Without including any pictures, give back all of the data exactly.

######

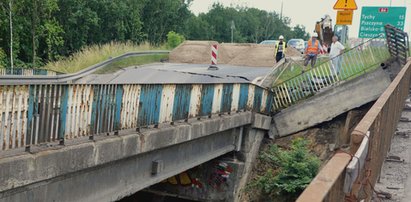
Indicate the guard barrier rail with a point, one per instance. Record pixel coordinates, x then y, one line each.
36 114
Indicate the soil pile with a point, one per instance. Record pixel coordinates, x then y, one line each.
192 52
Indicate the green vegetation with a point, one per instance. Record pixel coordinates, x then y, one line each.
291 170
174 39
127 62
45 31
91 55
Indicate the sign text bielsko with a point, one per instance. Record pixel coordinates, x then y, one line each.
373 20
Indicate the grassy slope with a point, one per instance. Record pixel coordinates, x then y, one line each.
91 55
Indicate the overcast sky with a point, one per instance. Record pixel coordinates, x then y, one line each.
305 12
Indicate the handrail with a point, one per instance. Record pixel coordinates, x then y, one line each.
355 61
50 114
27 71
68 78
330 58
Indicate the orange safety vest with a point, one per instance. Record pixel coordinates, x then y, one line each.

######

**Output for this task:**
Indicate the guard barrier rail with a point, one per instance. Record pixel coordinates, x then y, one line each.
36 114
Indicate the soil pile with a point, one per instance. Record pixel coordinates, x then y, one line each.
192 52
Indicate the green vegetation with a point, one per instance. Record pixel coordinates, x then y, one line each.
291 170
174 39
127 62
45 31
91 55
Indicate the sign text bielsko with a point, one per instance. Record pixel coordinates, x then y, one line each.
373 20
Indicate the grassy slope with a point, one per instance. Record pixel coordinates, x then y, one line each.
91 55
Indicate the overcast sky with a point, one per instance. Record pixel coordinates, x then y, one line each.
305 12
Indicate the handrail with a point, one per instance. Record pixel coordinates, x then y, one line each.
355 61
50 114
27 71
68 78
330 58
Indicate the orange safety vest with a point, one per instance. Record pixel coordinates, x then y, one line each.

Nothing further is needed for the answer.